本文:
↓

今回はALPINA B6がATF漏れ修理の為入庫です。同時にATFの交換を行います。走行距離は26,000Km。
走行距離が少なくそれ程大きなトラブルでは無いと思いますが、まずはATF漏れの原因を探りながら
各部の点検を行います。
リフトアップをして下廻りを確認。
見た感じだとポタポタと垂れてくる程の漏れでは無い様子。
見たところ、今の所は軽症ですが、オイル漏れは少ないからまだ大丈夫という事では無く、
徐々に大きなトラブルへ発展していくので
オイル漏れを発見したら被害が大きくなる前に早期に修理を行うようにした方が良いでしょう。
今回はコネクションスリーブからの漏れだったので、ATFの交換と同時に行う必要がありました。ATFの排出を行いオイルパンを外して内部の状態を確認します。外したオイルパン。
ATシステム内部の状態を探る為にオイルパンに装着されている磁石に付いたスラッジを確認。スラッジの量に特に異常は見られず、特に問題無いレベルでした。
大きな金属片等が付着しているとATシステム内部に何らかの不具合が発生している事が想定される為、
ATシステムのオーバーホールや最悪の場合、AT本体の交換が必要になる事があります。
メーターへのミッションギア警告等点灯など、初期症状では異常を体感しない事も多いですが
かなりの確率でどこかしらに異常が出ているケースが多いです。
そういった場合は、まだ大丈夫かな・・・と思いこまずに早期に点検をおすすめしている箇所のひとつですね。
オイルパンとATFエレメントを外した状態で一晩掛けてATFの排出を行います。
オイルパンの装着面に残った古いガスケットはオイルストーン等で綺麗に削り落としておきます。オイルパンを外さないと交換出来ないコネクションスリーブを交換。

↑

課題: ALPINA B6のATF漏れ修理を扱った本文を、最後の文の後から書き継いでください。

記録:
↓

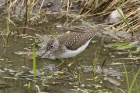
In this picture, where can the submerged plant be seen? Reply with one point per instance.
(34, 61)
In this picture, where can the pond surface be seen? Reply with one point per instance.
(75, 75)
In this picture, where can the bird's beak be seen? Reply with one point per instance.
(46, 52)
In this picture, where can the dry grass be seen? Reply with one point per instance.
(130, 8)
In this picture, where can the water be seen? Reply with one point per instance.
(75, 75)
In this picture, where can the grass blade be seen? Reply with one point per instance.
(34, 61)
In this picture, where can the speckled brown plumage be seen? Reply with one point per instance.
(74, 40)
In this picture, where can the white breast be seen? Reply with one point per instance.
(73, 53)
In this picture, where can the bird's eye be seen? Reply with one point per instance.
(52, 46)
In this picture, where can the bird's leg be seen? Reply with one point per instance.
(62, 61)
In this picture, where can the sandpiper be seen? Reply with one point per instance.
(69, 45)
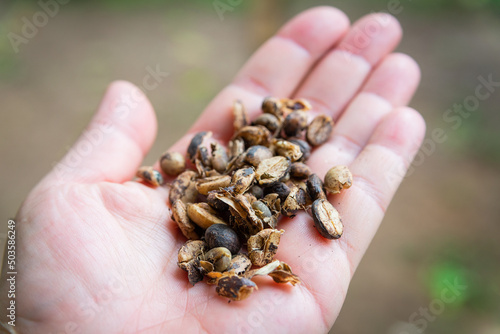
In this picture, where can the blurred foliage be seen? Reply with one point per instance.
(477, 269)
(478, 136)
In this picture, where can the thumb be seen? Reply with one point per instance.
(114, 143)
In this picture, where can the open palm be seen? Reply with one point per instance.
(97, 252)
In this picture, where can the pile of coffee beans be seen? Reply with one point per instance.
(234, 198)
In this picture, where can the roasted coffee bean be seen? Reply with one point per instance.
(188, 259)
(184, 188)
(272, 170)
(261, 210)
(299, 170)
(205, 185)
(172, 163)
(204, 157)
(299, 104)
(250, 198)
(278, 270)
(240, 193)
(239, 264)
(272, 105)
(256, 154)
(220, 257)
(219, 158)
(215, 202)
(263, 246)
(295, 123)
(305, 148)
(338, 178)
(254, 135)
(271, 122)
(279, 188)
(319, 130)
(287, 149)
(196, 142)
(242, 180)
(315, 187)
(179, 215)
(256, 191)
(295, 201)
(203, 215)
(235, 287)
(326, 219)
(150, 175)
(236, 148)
(219, 235)
(240, 115)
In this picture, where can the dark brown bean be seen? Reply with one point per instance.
(269, 121)
(263, 246)
(184, 188)
(279, 188)
(272, 170)
(203, 215)
(287, 149)
(172, 163)
(188, 259)
(315, 187)
(299, 170)
(338, 178)
(257, 191)
(236, 148)
(256, 154)
(242, 180)
(205, 185)
(220, 257)
(150, 175)
(235, 287)
(327, 219)
(272, 105)
(295, 123)
(305, 148)
(179, 215)
(196, 142)
(319, 130)
(240, 115)
(254, 135)
(219, 157)
(239, 264)
(219, 235)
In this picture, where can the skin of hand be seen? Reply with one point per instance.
(97, 253)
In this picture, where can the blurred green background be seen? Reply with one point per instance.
(444, 223)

↑

課題の結果:
新旧のATFエレメント・コネクションスリーブ・オイルパンガスケット。
ATFエレメントはAT内部で発生したスラッジを吸着して26,000kmでもそれなりにスラッジが出ていましたね。
汚れたオイルパンは綺麗に洗浄して乾燥させておきます。新旧のコネクションスリーブ。
このパーツは劣化する事でオイル漏れを起こしやすく、消耗品として考えた方が良いでしょう。
オイルパンを外さないと交換出来ない為、オイルパンの脱着の際には同時に交換しておきたいパーツです。新品のコネクションスリーブ・ATFエレメントを装着。
新旧のATFドレンボルト。
ドレンボルトはパッキン一体型なので新品へ交換。
一度使用した物はパッキンが潰れていてオイル漏れの原因になるので使用不可です。新しいガスケットを使用して漏れやすい箇所には液体ガスケットを併用しながらオイルパンを装着。
装着は単にボルトを締めていくだけは再びオイル漏れに繋がってしまう為、装着の順序や既定のトルクを守って
慎重に作業をする事が大切です。
不十分な知識による装着ミスでオイル漏れを起こしてしまう事も多く注意が必要です。装着が済んだらATFを注入していきます。レベルゲージは付いていないのでテスターを使用して
温度管理を行いながらテストランを繰り返して油面調整を行います。
温度が高くなってしまうと膨張して的確な調整が出来無くなってしまうので
経験を生かして早目に調整を行わなければなりません。
ATFは多くても少なくても不具合を発生させるのでシビアな調整が必要です。全ての作業を終えたら最後にテストランを行い最終確認。
スムーズな加速とシフトアップやシフトダウンのタイミングも問題無く走行する事が出来ました。
テストラン後にオイル漏れの確認を行い問題が無かったので、オーナーの元へ納車となりました。
今回はATF漏れの修理を行いましたが、走行方法や管理方法などの諸条件で距離が少なくても今回のように
不具合が発生してしまうケースもありますね。特に排気量の大きいモデルなどはどうしても各部に負担が
かかりやすいので、今回のようなケースが見られる事が多いです。